## Instructions to follow
Copy out, word for word, the lines of the items starting with the line that contains "Where can the lake" and ending with the last line, inclusive. Give only those lines.

━━ Raw records

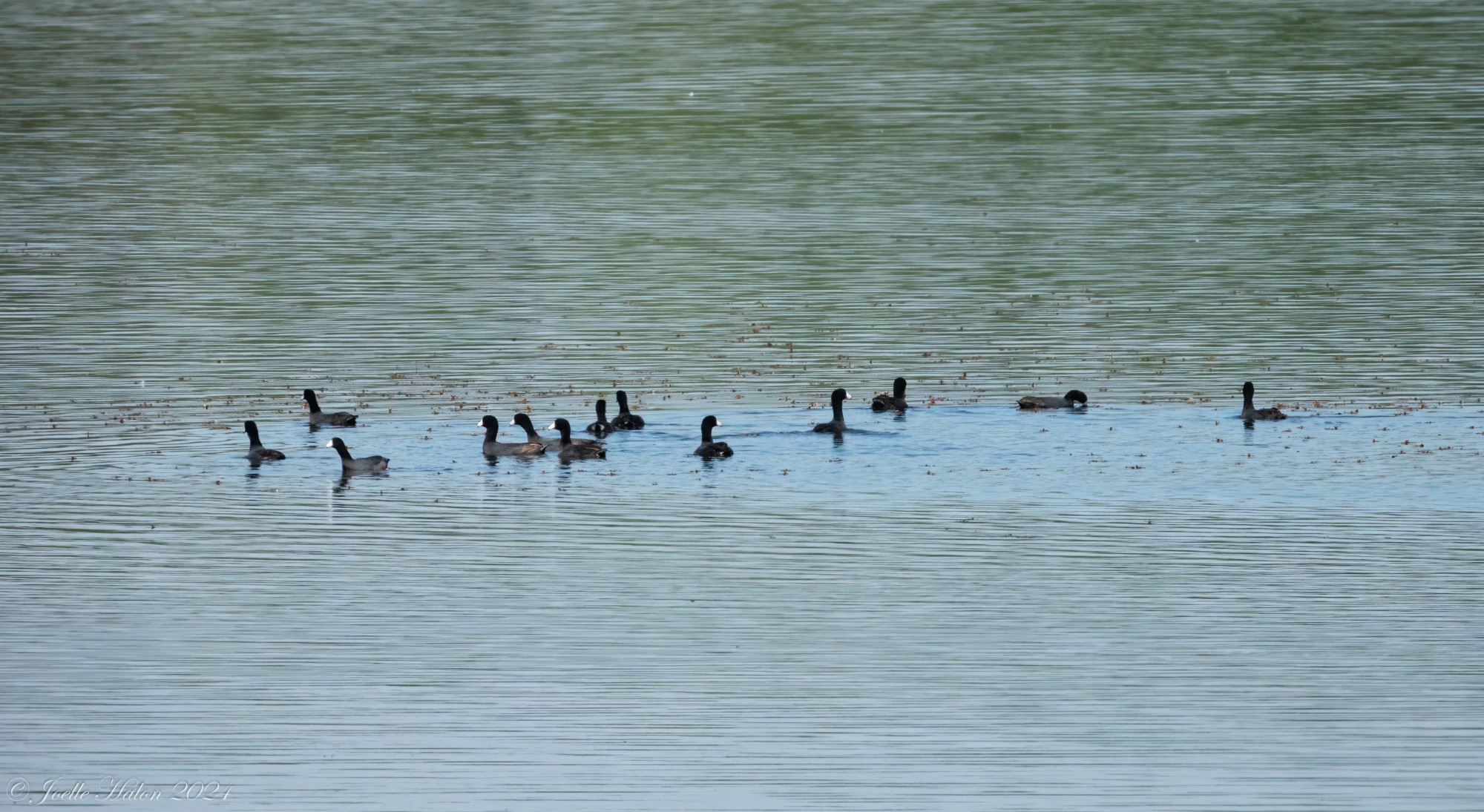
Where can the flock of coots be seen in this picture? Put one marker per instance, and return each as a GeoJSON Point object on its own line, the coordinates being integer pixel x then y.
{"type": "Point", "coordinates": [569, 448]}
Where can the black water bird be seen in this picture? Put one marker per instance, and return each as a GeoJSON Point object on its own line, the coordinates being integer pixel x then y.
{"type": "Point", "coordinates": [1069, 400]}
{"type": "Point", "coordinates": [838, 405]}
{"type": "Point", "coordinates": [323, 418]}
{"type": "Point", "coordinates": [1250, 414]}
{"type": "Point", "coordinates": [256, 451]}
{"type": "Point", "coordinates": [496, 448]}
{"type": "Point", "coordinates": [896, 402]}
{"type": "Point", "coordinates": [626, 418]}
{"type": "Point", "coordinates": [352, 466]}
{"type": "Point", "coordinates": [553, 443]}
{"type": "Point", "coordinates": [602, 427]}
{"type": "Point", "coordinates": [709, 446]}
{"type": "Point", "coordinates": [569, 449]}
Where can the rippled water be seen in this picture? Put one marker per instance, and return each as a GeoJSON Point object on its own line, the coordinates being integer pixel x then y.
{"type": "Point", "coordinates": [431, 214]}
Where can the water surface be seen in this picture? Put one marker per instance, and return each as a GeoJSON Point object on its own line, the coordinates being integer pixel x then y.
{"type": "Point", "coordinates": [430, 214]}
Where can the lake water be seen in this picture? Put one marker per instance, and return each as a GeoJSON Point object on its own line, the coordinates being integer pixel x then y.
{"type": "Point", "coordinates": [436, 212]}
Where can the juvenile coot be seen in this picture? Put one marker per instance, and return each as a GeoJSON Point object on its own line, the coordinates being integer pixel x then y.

━━━━

## The completed task
Where can the lake water be seen in this picture? Put one marker per instance, and return each as a GeoJSON Point object on its own line, the coordinates being integer pixel x then y.
{"type": "Point", "coordinates": [436, 212]}
Where can the juvenile coot be seen in this picture? Put one marker per instance, and return each as a GeoJSON Point object on its own line, the coordinates being integer pixel x then y.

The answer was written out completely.